◆ Directive: Gather every line in the items below that contains the word "flower" and copy each one out in full. Case counts, so match the word only with the same capitalization.

* * * * *

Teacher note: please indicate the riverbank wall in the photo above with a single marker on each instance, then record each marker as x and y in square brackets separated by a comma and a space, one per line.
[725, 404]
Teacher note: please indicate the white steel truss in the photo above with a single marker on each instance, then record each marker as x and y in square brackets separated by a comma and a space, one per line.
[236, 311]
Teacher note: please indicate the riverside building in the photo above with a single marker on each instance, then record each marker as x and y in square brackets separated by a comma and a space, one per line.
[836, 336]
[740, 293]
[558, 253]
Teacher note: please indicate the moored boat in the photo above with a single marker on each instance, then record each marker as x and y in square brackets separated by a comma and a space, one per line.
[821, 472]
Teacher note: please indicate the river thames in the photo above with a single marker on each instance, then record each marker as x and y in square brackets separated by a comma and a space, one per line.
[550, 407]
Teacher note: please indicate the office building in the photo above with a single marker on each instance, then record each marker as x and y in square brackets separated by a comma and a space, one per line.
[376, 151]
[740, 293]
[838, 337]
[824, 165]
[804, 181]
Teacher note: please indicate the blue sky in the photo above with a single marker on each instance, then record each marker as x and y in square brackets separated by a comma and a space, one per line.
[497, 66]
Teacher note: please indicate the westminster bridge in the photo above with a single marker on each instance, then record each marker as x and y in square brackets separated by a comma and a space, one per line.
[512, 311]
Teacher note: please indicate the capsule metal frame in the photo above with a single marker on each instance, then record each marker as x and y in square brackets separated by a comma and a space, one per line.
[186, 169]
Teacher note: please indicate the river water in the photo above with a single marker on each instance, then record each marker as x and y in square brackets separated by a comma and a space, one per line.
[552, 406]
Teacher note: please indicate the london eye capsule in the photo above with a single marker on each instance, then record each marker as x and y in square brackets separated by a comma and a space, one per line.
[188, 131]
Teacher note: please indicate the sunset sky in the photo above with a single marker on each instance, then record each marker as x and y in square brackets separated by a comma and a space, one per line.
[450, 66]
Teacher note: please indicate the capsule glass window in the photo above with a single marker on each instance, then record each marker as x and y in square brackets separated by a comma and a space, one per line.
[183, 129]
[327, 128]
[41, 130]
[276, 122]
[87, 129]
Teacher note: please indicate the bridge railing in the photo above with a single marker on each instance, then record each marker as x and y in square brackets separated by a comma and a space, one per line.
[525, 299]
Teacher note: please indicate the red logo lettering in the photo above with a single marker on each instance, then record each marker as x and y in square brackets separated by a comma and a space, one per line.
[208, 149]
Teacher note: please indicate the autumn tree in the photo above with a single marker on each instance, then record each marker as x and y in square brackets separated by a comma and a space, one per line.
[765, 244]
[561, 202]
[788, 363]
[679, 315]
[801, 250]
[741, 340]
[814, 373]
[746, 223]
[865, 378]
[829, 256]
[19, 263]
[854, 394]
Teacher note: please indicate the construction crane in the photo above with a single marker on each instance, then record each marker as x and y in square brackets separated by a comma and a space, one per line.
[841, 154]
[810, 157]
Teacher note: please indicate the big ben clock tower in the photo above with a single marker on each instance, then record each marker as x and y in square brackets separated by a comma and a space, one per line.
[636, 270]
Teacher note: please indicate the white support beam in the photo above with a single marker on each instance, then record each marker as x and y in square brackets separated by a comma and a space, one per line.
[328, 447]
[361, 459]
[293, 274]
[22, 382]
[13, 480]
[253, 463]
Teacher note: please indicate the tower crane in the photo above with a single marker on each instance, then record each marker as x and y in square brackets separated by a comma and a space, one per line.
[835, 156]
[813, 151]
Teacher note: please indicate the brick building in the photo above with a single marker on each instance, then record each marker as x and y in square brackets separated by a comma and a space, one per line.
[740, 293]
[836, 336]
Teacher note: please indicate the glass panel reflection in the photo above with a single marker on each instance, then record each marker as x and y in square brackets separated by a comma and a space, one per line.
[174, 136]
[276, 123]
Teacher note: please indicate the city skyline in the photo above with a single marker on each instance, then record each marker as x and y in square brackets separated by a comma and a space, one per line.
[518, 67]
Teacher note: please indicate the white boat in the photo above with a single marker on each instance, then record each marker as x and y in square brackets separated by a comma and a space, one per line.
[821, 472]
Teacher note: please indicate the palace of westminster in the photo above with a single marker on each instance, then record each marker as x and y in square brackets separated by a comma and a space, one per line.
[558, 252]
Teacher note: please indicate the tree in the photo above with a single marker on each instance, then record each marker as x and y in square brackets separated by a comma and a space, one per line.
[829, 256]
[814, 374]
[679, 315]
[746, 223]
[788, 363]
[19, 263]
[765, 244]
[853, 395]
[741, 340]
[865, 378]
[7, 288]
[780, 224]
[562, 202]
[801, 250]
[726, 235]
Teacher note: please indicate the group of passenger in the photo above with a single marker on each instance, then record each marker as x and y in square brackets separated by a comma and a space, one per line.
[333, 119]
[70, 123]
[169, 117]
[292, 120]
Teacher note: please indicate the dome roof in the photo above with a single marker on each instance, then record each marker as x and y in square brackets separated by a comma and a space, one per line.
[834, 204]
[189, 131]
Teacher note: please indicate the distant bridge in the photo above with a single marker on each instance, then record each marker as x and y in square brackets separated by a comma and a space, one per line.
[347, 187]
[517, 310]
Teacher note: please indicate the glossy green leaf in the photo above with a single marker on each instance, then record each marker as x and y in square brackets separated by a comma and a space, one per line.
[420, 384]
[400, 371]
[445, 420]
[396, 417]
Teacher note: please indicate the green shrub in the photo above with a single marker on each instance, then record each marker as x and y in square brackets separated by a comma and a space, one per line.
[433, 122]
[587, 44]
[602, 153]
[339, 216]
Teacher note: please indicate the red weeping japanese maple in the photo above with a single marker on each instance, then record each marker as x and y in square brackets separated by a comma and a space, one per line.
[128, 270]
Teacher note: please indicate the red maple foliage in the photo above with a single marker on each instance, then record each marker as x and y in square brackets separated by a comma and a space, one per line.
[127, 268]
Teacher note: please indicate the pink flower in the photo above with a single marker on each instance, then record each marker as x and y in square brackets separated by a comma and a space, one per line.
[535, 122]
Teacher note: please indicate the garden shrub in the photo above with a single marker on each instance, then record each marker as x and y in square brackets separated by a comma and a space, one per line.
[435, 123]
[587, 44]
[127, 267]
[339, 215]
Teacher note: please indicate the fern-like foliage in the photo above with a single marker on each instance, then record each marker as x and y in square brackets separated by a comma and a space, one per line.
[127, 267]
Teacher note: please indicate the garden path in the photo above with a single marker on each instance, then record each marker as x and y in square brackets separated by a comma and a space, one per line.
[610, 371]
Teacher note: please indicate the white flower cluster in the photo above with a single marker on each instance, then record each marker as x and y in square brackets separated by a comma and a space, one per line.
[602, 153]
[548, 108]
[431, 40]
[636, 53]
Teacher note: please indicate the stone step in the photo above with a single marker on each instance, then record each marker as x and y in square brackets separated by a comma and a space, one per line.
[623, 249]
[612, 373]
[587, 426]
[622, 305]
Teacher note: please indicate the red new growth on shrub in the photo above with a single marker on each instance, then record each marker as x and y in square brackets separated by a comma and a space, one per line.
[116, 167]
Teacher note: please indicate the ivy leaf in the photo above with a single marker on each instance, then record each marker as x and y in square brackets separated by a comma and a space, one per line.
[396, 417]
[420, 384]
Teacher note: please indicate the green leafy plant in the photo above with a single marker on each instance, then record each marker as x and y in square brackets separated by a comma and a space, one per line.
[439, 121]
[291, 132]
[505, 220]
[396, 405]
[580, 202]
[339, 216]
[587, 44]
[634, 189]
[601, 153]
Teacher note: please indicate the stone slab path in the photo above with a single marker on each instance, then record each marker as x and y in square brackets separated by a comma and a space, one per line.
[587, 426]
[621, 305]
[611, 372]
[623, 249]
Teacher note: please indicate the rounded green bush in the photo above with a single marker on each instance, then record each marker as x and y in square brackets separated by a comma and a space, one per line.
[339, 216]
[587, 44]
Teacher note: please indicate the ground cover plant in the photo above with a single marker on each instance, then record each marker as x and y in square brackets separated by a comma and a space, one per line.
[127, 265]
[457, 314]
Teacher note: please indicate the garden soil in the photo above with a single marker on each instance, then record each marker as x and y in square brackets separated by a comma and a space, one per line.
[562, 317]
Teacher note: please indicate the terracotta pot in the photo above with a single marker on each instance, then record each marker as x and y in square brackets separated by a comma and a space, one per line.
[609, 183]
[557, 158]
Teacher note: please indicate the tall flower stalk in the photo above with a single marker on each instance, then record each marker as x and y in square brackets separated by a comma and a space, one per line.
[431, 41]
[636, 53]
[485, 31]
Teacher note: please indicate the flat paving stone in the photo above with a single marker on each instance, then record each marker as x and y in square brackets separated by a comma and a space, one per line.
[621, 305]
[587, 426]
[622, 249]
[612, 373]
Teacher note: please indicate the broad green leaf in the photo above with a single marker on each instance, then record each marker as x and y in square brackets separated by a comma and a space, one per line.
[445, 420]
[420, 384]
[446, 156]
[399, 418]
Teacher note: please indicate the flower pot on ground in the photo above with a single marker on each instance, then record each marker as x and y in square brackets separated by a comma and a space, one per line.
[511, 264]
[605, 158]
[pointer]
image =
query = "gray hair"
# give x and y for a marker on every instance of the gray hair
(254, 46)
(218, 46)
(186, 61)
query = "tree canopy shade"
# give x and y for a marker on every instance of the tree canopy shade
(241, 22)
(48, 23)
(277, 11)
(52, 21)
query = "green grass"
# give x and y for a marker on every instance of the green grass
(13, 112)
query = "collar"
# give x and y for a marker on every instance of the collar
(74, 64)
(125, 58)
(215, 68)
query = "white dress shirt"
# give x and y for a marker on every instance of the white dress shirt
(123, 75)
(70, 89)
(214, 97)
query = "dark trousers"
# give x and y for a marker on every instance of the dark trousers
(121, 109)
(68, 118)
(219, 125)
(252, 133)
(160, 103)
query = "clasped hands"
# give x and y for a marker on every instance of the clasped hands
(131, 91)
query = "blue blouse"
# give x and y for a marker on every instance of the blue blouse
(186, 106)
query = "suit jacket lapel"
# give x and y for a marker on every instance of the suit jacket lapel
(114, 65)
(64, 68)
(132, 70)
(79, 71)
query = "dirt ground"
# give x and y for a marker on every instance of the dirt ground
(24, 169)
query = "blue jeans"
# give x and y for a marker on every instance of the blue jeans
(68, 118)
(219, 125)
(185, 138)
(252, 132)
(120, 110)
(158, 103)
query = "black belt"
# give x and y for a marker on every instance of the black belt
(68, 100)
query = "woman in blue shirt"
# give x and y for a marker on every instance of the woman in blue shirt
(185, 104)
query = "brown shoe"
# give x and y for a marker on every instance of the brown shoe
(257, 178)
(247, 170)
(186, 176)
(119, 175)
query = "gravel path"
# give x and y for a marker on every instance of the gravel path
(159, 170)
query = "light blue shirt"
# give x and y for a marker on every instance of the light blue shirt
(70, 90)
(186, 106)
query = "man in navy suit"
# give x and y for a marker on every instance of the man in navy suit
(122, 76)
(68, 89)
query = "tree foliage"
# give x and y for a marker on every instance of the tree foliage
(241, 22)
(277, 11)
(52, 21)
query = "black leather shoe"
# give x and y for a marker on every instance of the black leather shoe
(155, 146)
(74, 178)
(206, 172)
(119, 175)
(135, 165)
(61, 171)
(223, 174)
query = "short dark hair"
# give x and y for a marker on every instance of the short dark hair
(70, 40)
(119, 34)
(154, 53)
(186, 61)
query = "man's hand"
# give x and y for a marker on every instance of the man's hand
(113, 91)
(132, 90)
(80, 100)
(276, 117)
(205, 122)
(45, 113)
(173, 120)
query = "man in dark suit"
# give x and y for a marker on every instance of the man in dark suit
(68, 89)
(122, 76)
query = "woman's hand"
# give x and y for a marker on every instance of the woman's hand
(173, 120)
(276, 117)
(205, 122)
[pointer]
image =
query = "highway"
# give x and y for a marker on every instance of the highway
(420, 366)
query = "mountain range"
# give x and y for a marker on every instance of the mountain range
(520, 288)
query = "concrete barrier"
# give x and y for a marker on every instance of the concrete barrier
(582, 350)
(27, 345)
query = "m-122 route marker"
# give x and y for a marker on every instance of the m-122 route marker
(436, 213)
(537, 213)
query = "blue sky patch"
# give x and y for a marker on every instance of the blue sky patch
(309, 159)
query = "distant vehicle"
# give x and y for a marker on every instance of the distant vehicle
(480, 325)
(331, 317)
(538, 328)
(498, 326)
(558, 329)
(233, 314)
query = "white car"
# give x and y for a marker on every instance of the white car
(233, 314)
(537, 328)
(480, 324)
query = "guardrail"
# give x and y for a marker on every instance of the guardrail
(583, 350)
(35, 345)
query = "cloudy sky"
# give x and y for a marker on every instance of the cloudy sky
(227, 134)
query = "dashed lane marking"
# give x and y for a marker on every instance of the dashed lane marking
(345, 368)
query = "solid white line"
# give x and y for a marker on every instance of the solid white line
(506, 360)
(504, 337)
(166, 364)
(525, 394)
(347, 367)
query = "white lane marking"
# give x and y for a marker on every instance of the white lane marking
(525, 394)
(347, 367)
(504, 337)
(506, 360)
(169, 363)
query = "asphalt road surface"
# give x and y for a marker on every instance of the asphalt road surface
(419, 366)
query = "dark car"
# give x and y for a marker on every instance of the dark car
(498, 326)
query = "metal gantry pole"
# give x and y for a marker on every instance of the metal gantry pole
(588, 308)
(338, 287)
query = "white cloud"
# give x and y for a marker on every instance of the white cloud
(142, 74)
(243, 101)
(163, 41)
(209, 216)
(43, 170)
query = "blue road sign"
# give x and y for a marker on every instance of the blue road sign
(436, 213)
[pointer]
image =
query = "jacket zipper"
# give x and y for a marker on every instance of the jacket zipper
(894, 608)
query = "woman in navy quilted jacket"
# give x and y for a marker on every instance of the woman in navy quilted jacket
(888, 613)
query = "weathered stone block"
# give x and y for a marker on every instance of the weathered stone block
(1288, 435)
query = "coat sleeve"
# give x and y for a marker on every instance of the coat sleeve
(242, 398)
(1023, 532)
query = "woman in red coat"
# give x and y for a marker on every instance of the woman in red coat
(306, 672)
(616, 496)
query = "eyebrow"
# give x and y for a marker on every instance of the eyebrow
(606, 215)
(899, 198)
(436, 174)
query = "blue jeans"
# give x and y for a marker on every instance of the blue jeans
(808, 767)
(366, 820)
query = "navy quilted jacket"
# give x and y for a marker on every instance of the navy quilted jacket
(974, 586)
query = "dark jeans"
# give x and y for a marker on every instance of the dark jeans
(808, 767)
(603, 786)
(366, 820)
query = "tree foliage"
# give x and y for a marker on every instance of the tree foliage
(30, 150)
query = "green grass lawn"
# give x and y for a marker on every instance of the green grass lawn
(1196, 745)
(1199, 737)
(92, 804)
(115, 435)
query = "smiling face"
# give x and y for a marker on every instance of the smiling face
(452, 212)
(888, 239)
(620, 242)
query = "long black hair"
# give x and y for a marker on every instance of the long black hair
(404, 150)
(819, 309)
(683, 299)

* * * * *

◆ Task response:
Teacher note: please indicate the pink flower in the photo above with a single marker on each instance, then record each marker as x and y in square brackets separated by a comma and a space, one per line.
Teacher note: please indicate the white flower cluster in the photo above with a single marker on each instance, then record each marker as x and y in square brackets separated by a comma and a space, one per line.
Teacher note: please indicate the tall flower stalk in the photo above with a single marker on each instance, then record each marker as x and y in square brackets separated by a comma and a space, one per line.
Teacher note: please indicate the flower pot on ground in the photo above with a single marker on each instance, then record each marker as x and y in square brackets separated by a comma and a space, one per line.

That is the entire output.